▶ **YOUR TASK**
Arrange the entries as a Markdown table with the columns Row and Line, starting at the line containing "Each instance of the belt" and running through the last entry. Number each line and leave out blank lines.

**********

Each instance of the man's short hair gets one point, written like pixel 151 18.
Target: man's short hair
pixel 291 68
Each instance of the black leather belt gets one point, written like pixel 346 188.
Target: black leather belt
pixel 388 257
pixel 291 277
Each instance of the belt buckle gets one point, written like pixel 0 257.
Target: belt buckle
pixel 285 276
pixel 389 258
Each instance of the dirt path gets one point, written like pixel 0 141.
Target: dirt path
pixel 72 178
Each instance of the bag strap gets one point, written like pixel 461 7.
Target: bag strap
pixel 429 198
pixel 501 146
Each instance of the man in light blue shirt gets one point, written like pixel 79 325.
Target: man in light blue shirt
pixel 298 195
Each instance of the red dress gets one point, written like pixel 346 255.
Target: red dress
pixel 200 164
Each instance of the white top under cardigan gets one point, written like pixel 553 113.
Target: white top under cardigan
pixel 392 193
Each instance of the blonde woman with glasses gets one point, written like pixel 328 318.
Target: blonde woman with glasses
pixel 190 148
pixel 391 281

**********

▶ **FULL OUTPUT**
| Row | Line |
|---|---|
| 1 | Each instance of the belt buckle gets one point, written like pixel 0 257. |
| 2 | Target: belt buckle |
| 3 | pixel 285 276 |
| 4 | pixel 389 258 |
| 5 | Each instance of the dirt path gets one point, written like pixel 0 141. |
| 6 | Target: dirt path |
| 7 | pixel 72 178 |
| 8 | Each instance of the bag strap gets one point, written like pixel 461 7. |
| 9 | Target: bag strap |
| 10 | pixel 429 198 |
| 11 | pixel 501 146 |
| 12 | Each instance of the man in light blue shirt gets one point, written like pixel 79 325. |
| 13 | Target: man in light blue shirt |
| 14 | pixel 298 195 |
| 15 | Each instance of the red dress gets one point, written like pixel 346 255. |
| 16 | Target: red dress |
| 17 | pixel 200 164 |
| 18 | Each instance of the white top under cardigan gets one point, written like pixel 553 113. |
| 19 | Target: white top under cardigan |
| 20 | pixel 392 193 |
| 21 | Each instance of the blonde woman with glasses gets one point, written like pixel 328 318. |
| 22 | Target: blonde woman with glasses |
| 23 | pixel 190 148 |
| 24 | pixel 391 281 |